▸ **SELECTED EXTRACT**
[START]

Thanks for the quick response Andrew, I bumped the python to 3.12.0, bumped library, checked cpu and gpu history, which, it maximizes the entire gpu history during runtime

Yet it still takes 5 more minutes to process the same FLAC file provided, even in same model model_bs_roformer_ep_317_sdr_12.9755.ckpt maybe 2022 M2 is significantly weaker than M3 Max?

beveradb commented 2 months ago

That is still kinda surprising! Can you try the other models I tried to compare runtimes for the other architectures? If they're all slower by a similar amount I'd be inclined to agree with you (but still surprised)

caner-cetin commented 2 months ago

Tried by the way, forgot to add that. They are significantly slower than your benchmarks. At least 1 minute slower on fastest, like, 10 minute slower for an entire album. I am surprised too. At least the awesome quality overall compensates the speed lol.

[END]

▸ **MATERIAL**
[START]

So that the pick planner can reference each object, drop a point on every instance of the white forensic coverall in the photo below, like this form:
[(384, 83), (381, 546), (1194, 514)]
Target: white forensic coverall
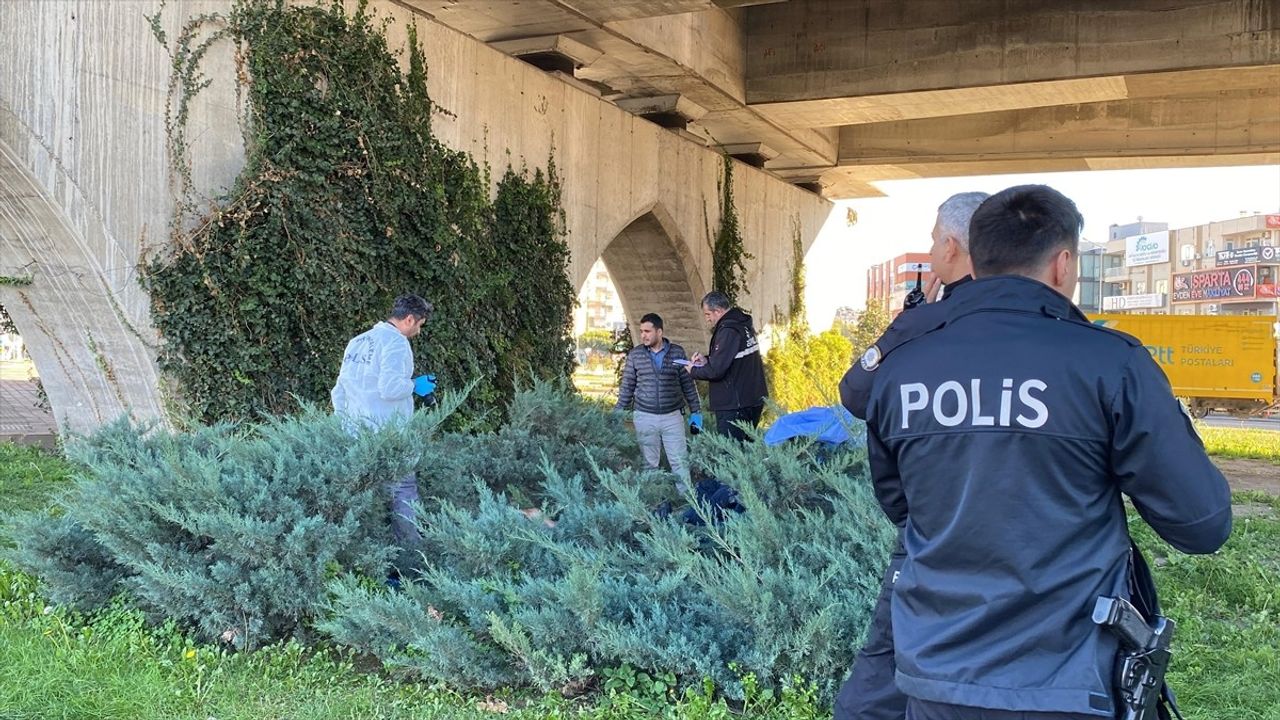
[(375, 386)]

[END]

▸ **WHAT TO WORK ON**
[1] Decide whether each statement agrees with the thread excerpt, answering yes or no and quoting the words that settle it: (a) The first commenter upgraded Python to version 3.12.0. (b) The other models ran faster than the benchmarks. (c) The commenter says the quality makes up for the speed.
[2] Pull out the passage of the thread excerpt from "Thanks for the" up to and including "(but still surprised)", word for word.
The data has nothing to do with the thread excerpt.

▸ **PER-TASK ANSWERS**
[1]
(a) Yes: "I bumped the python to 3.12.0"
(b) No: "They are significantly slower than your benchmarks."
(c) Yes: "At least the awesome quality overall compensates the speed lol."

[2]
Thanks for the quick response Andrew, I bumped the python to 3.12.0, bumped library, checked cpu and gpu history, which, it maximizes the entire gpu history during runtime

Yet it still takes 5 more minutes to process the same FLAC file provided, even in same model model_bs_roformer_ep_317_sdr_12.9755.ckpt maybe 2022 M2 is significantly weaker than M3 Max?

beveradb commented 2 months ago

That is still kinda surprising! Can you try the other models I tried to compare runtimes for the other architectures? If they're all slower by a similar amount I'd be inclined to agree with you (but still surprised)